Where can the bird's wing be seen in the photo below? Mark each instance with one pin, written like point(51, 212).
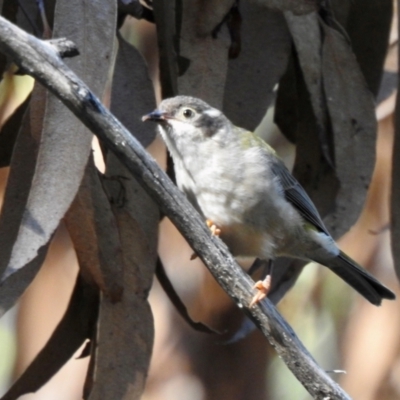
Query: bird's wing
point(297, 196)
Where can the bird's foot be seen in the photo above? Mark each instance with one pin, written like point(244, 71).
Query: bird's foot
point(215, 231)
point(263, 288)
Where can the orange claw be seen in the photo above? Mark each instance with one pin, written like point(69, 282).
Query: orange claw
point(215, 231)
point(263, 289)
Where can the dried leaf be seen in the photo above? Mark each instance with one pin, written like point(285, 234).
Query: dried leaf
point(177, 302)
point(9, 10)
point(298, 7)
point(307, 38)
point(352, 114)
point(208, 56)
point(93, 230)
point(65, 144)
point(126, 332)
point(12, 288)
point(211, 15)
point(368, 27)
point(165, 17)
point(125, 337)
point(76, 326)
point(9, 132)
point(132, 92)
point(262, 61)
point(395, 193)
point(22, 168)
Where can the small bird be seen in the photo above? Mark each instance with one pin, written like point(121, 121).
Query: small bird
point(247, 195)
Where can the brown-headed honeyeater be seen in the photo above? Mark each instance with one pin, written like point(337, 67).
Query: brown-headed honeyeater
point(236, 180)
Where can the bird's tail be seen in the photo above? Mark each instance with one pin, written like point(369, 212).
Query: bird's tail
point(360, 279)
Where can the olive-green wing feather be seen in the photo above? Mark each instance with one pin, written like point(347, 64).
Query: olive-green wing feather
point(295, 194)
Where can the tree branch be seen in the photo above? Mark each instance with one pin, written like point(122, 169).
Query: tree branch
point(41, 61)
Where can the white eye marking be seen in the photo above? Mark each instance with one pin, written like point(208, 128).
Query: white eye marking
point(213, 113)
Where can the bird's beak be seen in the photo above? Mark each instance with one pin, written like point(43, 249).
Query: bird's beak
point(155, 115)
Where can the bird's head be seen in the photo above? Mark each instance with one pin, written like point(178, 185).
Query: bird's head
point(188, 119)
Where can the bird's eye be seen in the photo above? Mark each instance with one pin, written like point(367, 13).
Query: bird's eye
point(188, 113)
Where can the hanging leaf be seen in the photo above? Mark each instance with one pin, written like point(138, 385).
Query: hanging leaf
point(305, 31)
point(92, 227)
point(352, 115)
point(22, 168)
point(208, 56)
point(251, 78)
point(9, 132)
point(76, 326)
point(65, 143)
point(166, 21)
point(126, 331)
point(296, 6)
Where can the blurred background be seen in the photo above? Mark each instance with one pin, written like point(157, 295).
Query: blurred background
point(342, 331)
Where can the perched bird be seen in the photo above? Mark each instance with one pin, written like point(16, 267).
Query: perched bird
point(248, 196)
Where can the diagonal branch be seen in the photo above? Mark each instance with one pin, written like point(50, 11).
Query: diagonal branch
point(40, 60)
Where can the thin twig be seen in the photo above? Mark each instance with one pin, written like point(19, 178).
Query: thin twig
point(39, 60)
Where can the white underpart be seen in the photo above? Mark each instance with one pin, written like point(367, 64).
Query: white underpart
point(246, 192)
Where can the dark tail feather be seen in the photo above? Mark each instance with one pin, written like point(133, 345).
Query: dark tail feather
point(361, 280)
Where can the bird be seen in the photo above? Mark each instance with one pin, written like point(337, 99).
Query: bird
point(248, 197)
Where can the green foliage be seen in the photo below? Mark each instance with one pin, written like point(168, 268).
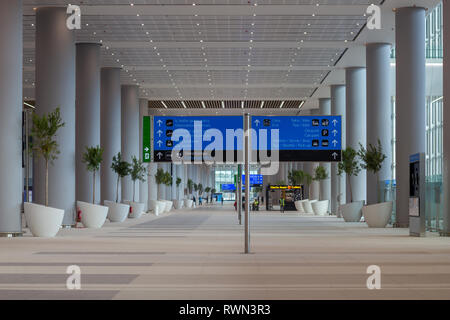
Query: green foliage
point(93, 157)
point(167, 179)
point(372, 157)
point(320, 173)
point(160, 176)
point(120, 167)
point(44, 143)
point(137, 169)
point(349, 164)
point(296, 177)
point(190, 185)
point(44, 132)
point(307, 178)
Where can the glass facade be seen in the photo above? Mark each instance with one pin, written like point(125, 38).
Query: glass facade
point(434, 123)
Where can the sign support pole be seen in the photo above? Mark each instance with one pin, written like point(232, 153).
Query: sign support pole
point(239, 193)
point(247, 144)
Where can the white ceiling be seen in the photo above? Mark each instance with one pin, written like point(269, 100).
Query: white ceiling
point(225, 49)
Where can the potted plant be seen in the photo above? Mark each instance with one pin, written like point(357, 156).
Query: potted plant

__WORK INSTRUCTIONS__.
Render the listing above as a numbered list with blank lines left out, covering every line from start to finish. Leave the pictures out of the answer.

__RESULT FOR THIS TASK__.
1. Where can the bird's wing be seen in the photo below? Mark each instance with one pin, written like point(51, 212).
2. Query: bird's wing
3. point(297, 196)
4. Where can the bird's foot be seen in the photo above? Mark each instance with one pin, written like point(244, 71).
5. Query: bird's foot
6. point(215, 231)
7. point(263, 288)
8. Where can the orange claw be seen in the photo above? Mark each instance with one pin, written like point(69, 282).
9. Query: orange claw
10. point(215, 231)
11. point(263, 289)
12. Where can the dried leaf be seen in the photo above? Mark each instance with one pin, written like point(285, 234).
13. Query: dried leaf
14. point(177, 302)
15. point(9, 10)
16. point(298, 7)
17. point(307, 38)
18. point(352, 114)
19. point(208, 56)
20. point(93, 230)
21. point(65, 144)
22. point(126, 332)
23. point(12, 288)
24. point(211, 15)
25. point(368, 27)
26. point(165, 17)
27. point(125, 337)
28. point(76, 326)
29. point(9, 132)
30. point(132, 92)
31. point(262, 61)
32. point(395, 193)
33. point(22, 168)
34. Where can the small bird be seen in the photo above? Mark each instance with one pin, written like point(121, 121).
35. Query: small bird
36. point(247, 195)
37. Where can the brown-headed honeyeater be seen in the photo above? Mark each instance with one pin, written like point(337, 67).
38. Query: brown-headed honeyeater
39. point(236, 180)
40. Where can the bird's tail be seen in the photo above? Mark each instance with one pin, written like point(369, 212).
41. Query: bird's tail
42. point(360, 279)
43. Where can the olive-green wing feather be seen in the photo above? Mark each instance with one pin, written like point(347, 64).
44. Query: olive-green wing feather
45. point(295, 194)
46. Where can the tree branch be seen in the photo above? Mark each instance with one pin, written like point(122, 169).
47. Query: tree branch
48. point(41, 61)
49. Where can the white eye marking be seen in the photo above? Mark each instance with one pin, written like point(208, 128).
50. Query: white eye marking
51. point(213, 113)
52. Where can the bird's beak be seen in the photo above? Mark each instance with one pin, written like point(43, 249).
53. Query: bird's beak
54. point(155, 115)
55. Where can the bird's head be seen in the photo above? Mark each instance with one pin, written like point(178, 185).
56. Query: bird's head
57. point(188, 119)
58. Where can the bird's eye be seen in the photo above? Mark each instance with one pin, written like point(367, 13).
59. Query: bird's eye
60. point(188, 113)
61. Where can the hanging leaf be seen in the photo above? Mark each instance with one pin, written like point(138, 385).
62. Query: hanging leaf
63. point(305, 31)
64. point(92, 227)
65. point(352, 115)
66. point(22, 168)
67. point(208, 56)
68. point(251, 78)
69. point(9, 132)
70. point(76, 326)
71. point(65, 143)
72. point(166, 21)
73. point(126, 331)
74. point(296, 6)
75. Where can the blurred background be seen in the photo above? Mark each instance with one pin, written like point(157, 295).
76. Query: blurred background
77. point(342, 331)
78. Where can the perched bird be seen in the photo above? Mark each instance with one pin, written like point(16, 267).
79. Query: perched bird
80. point(248, 196)
81. Where can the diagonal branch be seen in the photo above? Mark each instance with one pin, written like point(50, 11).
82. Query: diagonal branch
83. point(40, 60)
84. Where can the thin twig be seen in the photo above? Mark each instance with one pin, written like point(19, 178).
85. Query: thin twig
86. point(39, 60)
87. Where can the white underpart be seen in the photo above? Mark each instance with one pin, written like point(367, 64).
88. Query: white underpart
89. point(246, 192)
90. Where can the dark tail feather be seen in the photo above? Mark each instance with one pin, written like point(133, 345).
91. Query: dark tail feather
92. point(361, 280)
93. Where can the bird be seen in the photo above? Mark each instance with one pin, written like point(337, 99).
94. Query: bird
95. point(248, 197)
96. Where can the green foliage be seen in the photo below? Mark each instance with one pin, written like point(168, 268).
97. Query: green foliage
98. point(93, 157)
99. point(167, 179)
100. point(372, 157)
101. point(320, 173)
102. point(160, 176)
103. point(120, 167)
104. point(44, 143)
105. point(137, 169)
106. point(349, 164)
107. point(296, 177)
108. point(190, 185)
109. point(44, 132)
110. point(307, 178)
111. Where can the glass facade be seen in the photo above? Mark each instance with one pin, written like point(125, 38).
112. Query: glass facade
113. point(434, 123)
114. Where can the sign support pole be seen in the photo above? Mark each instance with one pin, written like point(232, 153).
115. Query: sign support pole
116. point(239, 193)
117. point(247, 144)
118. Where can the white ceiling be seen in the photo above? Mark each instance with one pin, written like point(269, 100).
119. Query: white ceiling
120. point(225, 49)
121. Where can the potted plant be seen in the photo above? Mark each instance with one pin, written like point(357, 156).
122. Query: potted plant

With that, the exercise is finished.